» **TASK TO CARRY OUT**:
Only the lines with "tall" in them need to be copied from the listing.

▽

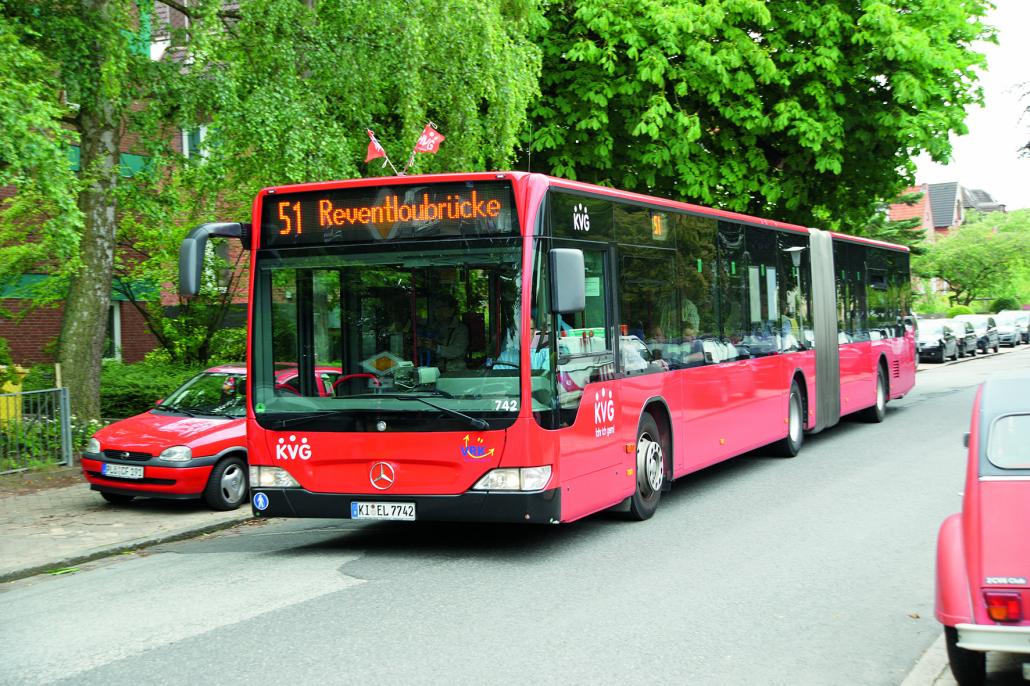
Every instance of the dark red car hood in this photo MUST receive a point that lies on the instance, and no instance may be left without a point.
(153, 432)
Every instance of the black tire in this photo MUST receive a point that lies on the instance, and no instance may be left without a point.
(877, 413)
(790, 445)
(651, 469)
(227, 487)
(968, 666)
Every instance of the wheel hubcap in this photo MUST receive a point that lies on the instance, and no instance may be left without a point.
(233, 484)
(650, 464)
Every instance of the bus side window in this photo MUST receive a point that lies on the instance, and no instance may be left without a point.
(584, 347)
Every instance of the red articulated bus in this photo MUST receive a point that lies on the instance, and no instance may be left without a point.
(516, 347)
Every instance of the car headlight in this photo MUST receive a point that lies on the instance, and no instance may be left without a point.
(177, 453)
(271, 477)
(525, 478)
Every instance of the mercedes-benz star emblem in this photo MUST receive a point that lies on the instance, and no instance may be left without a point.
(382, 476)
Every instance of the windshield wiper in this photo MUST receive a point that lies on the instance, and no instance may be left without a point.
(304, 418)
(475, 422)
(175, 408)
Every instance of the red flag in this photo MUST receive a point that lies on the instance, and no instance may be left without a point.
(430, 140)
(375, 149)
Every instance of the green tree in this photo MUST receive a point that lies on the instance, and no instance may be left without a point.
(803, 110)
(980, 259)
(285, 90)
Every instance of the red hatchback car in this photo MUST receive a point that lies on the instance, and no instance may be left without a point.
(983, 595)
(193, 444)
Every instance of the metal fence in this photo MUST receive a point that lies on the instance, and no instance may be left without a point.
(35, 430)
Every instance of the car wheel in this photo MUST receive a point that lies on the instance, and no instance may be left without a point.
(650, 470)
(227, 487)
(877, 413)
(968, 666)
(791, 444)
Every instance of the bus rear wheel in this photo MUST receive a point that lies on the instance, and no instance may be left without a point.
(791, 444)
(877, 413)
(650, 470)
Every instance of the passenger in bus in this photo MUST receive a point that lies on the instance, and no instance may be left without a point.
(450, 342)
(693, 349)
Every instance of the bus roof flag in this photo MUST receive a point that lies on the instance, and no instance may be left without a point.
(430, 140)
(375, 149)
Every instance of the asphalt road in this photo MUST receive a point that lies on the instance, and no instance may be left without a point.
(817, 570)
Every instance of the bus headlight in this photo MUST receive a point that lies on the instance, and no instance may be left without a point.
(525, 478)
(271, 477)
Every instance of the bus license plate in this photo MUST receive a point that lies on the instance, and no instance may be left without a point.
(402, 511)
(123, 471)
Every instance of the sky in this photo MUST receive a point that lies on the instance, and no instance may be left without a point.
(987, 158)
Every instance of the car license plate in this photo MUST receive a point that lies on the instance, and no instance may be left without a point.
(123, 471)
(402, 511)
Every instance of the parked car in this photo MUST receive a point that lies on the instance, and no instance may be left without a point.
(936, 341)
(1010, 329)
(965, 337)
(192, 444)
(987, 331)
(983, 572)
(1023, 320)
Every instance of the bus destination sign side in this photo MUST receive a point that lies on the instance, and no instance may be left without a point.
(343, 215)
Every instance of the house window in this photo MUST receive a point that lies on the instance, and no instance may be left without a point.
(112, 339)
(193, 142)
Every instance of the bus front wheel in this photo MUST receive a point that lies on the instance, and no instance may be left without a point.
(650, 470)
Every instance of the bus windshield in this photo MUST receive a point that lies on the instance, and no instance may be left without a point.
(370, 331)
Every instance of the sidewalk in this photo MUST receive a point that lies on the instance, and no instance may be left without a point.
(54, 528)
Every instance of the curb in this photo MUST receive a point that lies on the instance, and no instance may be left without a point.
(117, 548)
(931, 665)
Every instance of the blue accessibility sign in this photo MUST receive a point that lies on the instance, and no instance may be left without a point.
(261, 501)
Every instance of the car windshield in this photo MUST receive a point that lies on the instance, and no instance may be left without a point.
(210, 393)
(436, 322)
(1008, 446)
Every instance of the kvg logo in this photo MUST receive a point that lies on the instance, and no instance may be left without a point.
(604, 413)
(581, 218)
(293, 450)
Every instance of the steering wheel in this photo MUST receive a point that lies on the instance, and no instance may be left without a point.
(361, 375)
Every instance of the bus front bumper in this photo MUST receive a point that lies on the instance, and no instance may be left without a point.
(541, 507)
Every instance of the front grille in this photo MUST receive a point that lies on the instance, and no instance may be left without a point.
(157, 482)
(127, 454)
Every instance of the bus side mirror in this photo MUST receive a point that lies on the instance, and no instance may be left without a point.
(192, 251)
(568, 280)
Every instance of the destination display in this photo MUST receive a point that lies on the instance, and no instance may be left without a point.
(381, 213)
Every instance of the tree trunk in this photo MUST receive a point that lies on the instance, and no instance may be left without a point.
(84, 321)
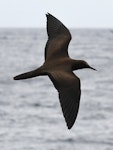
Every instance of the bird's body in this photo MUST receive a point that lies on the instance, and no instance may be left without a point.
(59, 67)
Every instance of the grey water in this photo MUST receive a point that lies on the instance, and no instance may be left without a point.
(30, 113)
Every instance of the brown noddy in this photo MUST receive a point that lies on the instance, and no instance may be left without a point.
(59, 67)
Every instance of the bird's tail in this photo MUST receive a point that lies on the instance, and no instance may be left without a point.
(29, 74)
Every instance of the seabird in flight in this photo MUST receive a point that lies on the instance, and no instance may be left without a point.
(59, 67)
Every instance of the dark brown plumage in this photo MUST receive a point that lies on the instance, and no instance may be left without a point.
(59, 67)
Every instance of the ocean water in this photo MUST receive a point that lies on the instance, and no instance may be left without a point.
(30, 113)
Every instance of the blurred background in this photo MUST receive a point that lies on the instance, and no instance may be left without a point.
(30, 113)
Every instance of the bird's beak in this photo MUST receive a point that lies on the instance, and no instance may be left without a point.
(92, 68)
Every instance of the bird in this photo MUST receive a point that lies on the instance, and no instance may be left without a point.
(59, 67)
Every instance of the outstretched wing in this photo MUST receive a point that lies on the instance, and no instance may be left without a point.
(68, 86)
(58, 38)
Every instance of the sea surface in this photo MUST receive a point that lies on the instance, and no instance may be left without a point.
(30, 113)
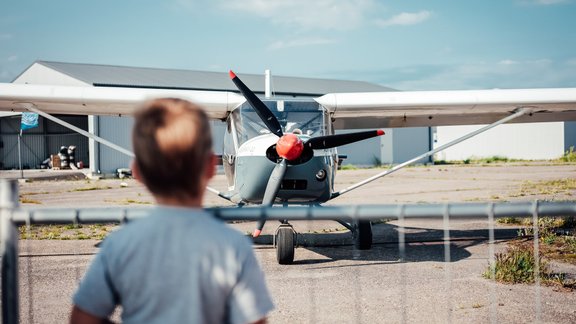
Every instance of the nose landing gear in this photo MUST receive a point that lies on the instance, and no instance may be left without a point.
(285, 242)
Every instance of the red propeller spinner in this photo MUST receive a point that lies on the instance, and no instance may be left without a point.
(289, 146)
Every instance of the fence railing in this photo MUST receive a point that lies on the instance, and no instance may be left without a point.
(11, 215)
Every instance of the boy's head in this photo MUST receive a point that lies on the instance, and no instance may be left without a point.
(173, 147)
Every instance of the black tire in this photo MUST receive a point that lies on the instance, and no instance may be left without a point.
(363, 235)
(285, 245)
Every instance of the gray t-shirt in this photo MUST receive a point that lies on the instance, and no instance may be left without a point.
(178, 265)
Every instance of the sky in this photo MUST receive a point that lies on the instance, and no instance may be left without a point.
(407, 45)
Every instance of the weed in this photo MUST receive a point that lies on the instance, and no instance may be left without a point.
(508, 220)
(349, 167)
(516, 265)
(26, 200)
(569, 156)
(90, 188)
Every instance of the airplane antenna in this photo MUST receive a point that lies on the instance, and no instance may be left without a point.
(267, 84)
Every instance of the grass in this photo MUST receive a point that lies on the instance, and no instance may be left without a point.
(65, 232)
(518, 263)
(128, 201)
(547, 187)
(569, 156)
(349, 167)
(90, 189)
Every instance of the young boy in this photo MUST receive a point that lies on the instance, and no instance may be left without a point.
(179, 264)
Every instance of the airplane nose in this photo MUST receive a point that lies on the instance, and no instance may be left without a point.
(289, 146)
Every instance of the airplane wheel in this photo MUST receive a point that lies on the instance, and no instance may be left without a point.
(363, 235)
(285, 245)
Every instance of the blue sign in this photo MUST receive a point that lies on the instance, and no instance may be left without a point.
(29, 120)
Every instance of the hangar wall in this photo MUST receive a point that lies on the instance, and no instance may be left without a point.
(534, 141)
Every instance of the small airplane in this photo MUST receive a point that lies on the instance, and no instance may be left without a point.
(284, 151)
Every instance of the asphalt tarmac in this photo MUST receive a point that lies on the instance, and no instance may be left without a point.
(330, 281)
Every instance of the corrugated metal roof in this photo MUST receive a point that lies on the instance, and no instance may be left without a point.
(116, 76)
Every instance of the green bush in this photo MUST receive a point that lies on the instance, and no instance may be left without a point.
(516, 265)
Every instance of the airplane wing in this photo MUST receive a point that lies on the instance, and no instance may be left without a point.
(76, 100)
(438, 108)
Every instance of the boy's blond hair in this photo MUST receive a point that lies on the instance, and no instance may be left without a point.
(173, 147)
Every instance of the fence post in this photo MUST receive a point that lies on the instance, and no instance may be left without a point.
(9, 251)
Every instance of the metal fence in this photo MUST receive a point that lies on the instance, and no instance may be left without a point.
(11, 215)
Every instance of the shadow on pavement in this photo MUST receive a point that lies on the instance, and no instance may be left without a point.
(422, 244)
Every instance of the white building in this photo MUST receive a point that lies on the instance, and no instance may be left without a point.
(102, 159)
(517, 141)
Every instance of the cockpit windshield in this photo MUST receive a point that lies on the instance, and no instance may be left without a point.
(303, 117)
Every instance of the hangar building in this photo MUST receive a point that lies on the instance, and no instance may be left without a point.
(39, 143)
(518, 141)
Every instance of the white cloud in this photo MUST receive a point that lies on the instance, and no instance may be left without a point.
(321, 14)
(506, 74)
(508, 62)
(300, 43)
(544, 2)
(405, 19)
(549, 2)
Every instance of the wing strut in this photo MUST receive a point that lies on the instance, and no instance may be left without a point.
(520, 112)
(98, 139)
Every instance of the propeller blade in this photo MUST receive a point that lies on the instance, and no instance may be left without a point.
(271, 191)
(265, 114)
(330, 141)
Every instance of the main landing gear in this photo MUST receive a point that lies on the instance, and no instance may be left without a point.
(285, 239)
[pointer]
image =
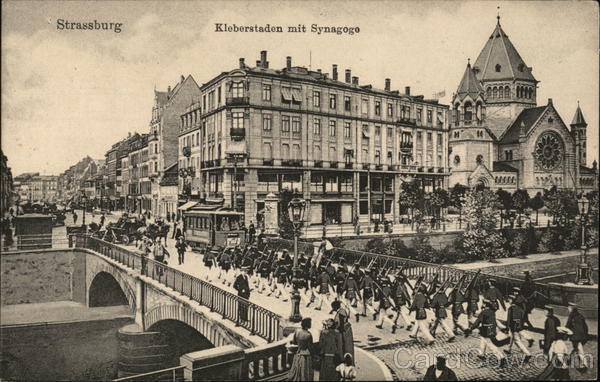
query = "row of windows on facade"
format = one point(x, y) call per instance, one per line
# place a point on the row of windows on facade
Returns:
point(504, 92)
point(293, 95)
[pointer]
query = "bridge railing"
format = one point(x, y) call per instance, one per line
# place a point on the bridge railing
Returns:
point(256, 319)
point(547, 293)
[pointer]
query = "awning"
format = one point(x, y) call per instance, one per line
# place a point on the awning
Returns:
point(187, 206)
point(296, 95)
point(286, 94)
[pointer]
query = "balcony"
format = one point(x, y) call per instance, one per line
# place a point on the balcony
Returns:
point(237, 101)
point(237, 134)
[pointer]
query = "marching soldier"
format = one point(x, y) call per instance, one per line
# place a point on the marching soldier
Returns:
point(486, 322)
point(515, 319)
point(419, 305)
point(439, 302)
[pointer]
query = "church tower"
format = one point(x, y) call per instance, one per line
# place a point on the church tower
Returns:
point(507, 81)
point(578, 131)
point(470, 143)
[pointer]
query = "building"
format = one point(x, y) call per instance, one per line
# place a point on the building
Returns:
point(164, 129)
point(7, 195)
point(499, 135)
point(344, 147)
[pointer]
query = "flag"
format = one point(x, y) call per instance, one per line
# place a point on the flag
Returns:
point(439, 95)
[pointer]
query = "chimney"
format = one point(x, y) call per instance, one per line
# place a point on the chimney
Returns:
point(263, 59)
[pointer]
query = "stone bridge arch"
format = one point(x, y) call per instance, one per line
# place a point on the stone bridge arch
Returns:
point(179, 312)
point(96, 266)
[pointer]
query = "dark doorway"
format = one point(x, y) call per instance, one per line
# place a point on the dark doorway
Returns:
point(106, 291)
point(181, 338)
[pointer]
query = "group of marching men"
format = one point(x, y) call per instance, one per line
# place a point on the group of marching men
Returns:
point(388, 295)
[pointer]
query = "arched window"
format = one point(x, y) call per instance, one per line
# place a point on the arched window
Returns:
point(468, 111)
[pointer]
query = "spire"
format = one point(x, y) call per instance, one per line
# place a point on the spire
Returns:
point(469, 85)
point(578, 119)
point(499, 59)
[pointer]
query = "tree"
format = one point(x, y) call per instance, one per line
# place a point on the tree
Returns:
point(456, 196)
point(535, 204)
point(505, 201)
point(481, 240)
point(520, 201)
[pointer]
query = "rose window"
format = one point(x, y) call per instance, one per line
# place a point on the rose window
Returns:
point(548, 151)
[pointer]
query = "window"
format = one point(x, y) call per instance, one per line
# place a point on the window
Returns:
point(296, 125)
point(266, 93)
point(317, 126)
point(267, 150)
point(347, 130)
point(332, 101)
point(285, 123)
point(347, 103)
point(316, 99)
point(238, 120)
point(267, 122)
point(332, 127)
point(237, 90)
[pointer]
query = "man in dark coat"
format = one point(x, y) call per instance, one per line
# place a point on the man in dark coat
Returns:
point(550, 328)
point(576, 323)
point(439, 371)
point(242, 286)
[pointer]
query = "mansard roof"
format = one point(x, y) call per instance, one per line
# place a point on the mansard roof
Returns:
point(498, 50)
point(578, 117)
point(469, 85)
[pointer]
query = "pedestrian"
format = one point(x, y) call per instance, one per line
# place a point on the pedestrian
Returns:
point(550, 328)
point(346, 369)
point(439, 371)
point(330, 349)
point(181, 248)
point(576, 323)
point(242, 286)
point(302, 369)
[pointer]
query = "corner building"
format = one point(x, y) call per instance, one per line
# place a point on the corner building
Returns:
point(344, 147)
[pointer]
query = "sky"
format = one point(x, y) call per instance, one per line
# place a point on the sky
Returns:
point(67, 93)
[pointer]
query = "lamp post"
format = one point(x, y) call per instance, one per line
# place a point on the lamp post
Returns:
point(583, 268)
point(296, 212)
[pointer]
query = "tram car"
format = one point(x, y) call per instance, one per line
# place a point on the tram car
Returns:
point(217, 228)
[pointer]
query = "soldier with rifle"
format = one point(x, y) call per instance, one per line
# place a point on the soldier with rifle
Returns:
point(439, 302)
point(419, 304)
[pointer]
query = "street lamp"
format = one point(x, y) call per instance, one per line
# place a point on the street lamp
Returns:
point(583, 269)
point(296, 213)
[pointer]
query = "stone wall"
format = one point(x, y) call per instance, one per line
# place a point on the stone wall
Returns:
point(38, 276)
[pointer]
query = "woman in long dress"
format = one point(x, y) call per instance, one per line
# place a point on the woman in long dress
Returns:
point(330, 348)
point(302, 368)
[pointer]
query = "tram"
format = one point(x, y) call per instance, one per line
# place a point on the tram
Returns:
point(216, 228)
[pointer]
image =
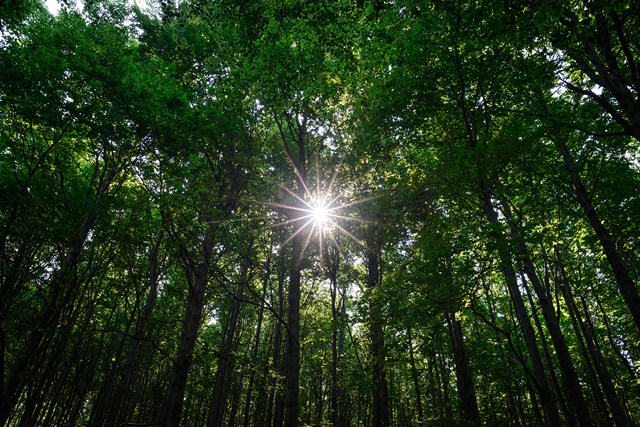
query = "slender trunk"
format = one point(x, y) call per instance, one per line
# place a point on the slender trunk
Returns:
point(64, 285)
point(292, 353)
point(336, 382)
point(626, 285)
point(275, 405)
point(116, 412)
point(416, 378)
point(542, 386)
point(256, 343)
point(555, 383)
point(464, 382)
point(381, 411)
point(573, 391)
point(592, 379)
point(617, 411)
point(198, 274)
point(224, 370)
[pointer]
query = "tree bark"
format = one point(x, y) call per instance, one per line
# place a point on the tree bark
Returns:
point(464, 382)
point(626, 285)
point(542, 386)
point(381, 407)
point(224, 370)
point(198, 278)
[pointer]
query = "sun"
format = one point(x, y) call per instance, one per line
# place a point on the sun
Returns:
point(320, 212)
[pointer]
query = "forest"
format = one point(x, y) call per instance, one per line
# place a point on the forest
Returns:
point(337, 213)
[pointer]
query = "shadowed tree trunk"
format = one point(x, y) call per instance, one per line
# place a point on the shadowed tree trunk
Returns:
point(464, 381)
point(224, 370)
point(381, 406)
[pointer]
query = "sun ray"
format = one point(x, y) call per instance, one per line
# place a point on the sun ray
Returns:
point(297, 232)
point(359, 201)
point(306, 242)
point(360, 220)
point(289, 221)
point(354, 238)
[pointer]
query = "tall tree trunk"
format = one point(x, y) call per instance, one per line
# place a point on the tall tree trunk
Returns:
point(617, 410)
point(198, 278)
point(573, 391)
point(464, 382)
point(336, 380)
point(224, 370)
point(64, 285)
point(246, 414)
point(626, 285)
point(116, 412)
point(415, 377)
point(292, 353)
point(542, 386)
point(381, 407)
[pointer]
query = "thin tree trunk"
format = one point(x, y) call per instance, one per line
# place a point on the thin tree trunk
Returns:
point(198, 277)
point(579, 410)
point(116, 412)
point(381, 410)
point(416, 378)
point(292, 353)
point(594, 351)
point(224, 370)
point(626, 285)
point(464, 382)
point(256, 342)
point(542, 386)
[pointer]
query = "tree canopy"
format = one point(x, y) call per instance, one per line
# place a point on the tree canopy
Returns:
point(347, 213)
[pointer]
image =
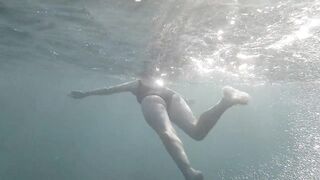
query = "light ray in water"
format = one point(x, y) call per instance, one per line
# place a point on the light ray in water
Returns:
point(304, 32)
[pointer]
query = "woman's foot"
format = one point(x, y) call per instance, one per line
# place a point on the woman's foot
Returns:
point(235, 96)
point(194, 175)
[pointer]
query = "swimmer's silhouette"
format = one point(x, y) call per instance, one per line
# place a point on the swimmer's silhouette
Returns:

△

» **SOLUTION FOR THIS TASK**:
query = "tall tree trunk"
# place a point on the tall tree trunk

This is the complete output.